• _ASSIGNED TASK_: What is needed is the number of lines below that contain the string "image", with no other text.
((
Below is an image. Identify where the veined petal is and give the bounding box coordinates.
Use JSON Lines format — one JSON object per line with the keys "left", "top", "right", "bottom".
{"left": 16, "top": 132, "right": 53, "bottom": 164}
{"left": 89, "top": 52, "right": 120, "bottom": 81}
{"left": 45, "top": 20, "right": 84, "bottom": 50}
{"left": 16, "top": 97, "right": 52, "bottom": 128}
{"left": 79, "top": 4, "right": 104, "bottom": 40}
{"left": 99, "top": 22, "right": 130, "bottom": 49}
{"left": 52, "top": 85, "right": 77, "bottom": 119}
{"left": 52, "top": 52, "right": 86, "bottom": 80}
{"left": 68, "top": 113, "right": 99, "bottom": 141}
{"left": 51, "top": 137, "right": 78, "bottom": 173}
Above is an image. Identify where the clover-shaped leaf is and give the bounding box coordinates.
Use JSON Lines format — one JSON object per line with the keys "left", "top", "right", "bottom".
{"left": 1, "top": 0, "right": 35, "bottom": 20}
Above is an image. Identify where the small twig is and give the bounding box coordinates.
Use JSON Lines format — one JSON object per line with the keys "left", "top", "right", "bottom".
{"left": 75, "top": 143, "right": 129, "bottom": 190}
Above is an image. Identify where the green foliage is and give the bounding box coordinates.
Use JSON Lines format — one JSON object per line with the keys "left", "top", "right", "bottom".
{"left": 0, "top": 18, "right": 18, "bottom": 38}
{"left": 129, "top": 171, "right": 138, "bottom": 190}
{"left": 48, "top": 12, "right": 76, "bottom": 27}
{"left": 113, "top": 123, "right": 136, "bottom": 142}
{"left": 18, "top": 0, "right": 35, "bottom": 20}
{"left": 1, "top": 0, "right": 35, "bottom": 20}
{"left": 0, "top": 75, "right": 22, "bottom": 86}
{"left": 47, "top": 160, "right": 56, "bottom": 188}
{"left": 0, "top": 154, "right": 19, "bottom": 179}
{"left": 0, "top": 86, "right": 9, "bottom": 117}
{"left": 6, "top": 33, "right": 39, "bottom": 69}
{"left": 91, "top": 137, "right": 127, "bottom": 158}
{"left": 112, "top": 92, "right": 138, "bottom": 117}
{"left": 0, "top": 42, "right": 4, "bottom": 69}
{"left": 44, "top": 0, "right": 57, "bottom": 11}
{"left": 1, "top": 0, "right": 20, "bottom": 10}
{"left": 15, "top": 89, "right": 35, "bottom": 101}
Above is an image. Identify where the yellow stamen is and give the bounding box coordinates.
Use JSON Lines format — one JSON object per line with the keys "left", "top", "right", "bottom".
))
• _EXERCISE RESULT_: 5